● WHAT IS BEING ASKED
Transcribe every record below word for word.

════

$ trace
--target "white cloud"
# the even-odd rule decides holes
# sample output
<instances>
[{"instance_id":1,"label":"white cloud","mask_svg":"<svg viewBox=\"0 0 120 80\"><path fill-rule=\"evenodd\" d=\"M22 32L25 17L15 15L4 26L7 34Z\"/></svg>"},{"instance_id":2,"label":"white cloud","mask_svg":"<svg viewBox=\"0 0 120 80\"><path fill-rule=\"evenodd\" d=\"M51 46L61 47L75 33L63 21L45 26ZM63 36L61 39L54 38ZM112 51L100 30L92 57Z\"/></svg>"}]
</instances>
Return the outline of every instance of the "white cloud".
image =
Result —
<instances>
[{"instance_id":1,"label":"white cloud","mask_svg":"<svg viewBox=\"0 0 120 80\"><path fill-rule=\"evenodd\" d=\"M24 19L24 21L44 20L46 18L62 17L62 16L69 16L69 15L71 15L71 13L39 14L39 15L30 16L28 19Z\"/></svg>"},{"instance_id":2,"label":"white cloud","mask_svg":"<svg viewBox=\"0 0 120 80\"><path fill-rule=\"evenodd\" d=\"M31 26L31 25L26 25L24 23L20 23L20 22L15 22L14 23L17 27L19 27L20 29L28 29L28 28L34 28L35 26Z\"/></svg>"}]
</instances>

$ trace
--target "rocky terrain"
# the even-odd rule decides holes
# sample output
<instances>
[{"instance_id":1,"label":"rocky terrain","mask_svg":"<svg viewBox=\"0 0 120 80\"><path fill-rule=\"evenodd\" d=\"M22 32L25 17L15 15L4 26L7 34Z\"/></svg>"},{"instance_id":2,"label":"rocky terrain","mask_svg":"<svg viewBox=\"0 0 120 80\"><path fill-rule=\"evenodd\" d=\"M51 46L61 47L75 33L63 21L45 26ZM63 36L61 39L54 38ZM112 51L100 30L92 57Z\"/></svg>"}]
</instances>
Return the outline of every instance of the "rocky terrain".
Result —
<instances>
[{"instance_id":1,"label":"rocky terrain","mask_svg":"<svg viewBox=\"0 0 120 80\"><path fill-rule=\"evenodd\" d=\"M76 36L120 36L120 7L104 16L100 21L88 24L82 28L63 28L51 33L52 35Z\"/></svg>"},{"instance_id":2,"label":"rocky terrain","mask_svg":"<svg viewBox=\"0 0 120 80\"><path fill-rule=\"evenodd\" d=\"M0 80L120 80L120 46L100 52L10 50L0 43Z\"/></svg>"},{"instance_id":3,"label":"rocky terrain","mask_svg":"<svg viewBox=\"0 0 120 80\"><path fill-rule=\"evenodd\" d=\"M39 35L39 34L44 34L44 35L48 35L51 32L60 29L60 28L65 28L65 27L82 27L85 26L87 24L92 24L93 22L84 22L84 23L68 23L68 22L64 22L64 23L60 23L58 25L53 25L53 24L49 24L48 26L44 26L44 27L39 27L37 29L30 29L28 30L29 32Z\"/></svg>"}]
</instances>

════

● OUTPUT FOR THIS EXERCISE
$ trace
--target "white cloud"
# the even-odd rule decides holes
# sample output
<instances>
[{"instance_id":1,"label":"white cloud","mask_svg":"<svg viewBox=\"0 0 120 80\"><path fill-rule=\"evenodd\" d=\"M22 32L25 17L15 15L4 26L7 34Z\"/></svg>"},{"instance_id":2,"label":"white cloud","mask_svg":"<svg viewBox=\"0 0 120 80\"><path fill-rule=\"evenodd\" d=\"M51 46L61 47L75 33L63 21L45 26ZM63 36L61 39L54 38ZM112 51L100 30L92 57Z\"/></svg>"}]
</instances>
Return the outline of every instance of the "white cloud".
image =
Result —
<instances>
[{"instance_id":1,"label":"white cloud","mask_svg":"<svg viewBox=\"0 0 120 80\"><path fill-rule=\"evenodd\" d=\"M24 19L24 21L44 20L46 18L62 17L62 16L69 16L69 15L71 15L71 13L39 14L39 15L30 16L28 19Z\"/></svg>"},{"instance_id":2,"label":"white cloud","mask_svg":"<svg viewBox=\"0 0 120 80\"><path fill-rule=\"evenodd\" d=\"M31 26L31 25L26 25L24 23L20 23L20 22L15 22L14 23L17 27L19 27L20 29L28 29L28 28L34 28L35 26Z\"/></svg>"}]
</instances>

$ trace
--target "rocky terrain"
# the even-odd rule decides holes
# sample output
<instances>
[{"instance_id":1,"label":"rocky terrain","mask_svg":"<svg viewBox=\"0 0 120 80\"><path fill-rule=\"evenodd\" d=\"M22 32L25 17L15 15L4 26L7 34Z\"/></svg>"},{"instance_id":2,"label":"rocky terrain","mask_svg":"<svg viewBox=\"0 0 120 80\"><path fill-rule=\"evenodd\" d=\"M51 46L61 47L75 33L63 21L45 26ZM63 36L61 39L54 38ZM112 51L100 30L92 57Z\"/></svg>"}]
</instances>
Return the outline of every instance of the "rocky terrain".
Result —
<instances>
[{"instance_id":1,"label":"rocky terrain","mask_svg":"<svg viewBox=\"0 0 120 80\"><path fill-rule=\"evenodd\" d=\"M76 36L120 36L120 7L104 16L100 21L88 24L82 28L63 28L51 33L52 35Z\"/></svg>"},{"instance_id":2,"label":"rocky terrain","mask_svg":"<svg viewBox=\"0 0 120 80\"><path fill-rule=\"evenodd\" d=\"M0 80L120 80L120 46L100 52L10 50L0 43Z\"/></svg>"},{"instance_id":3,"label":"rocky terrain","mask_svg":"<svg viewBox=\"0 0 120 80\"><path fill-rule=\"evenodd\" d=\"M39 35L39 34L44 34L44 35L48 35L51 32L60 29L60 28L65 28L65 27L82 27L85 26L87 24L92 24L93 22L84 22L84 23L68 23L68 22L64 22L64 23L60 23L58 25L53 25L53 24L49 24L48 26L44 26L44 27L39 27L37 29L30 29L28 30L29 32Z\"/></svg>"}]
</instances>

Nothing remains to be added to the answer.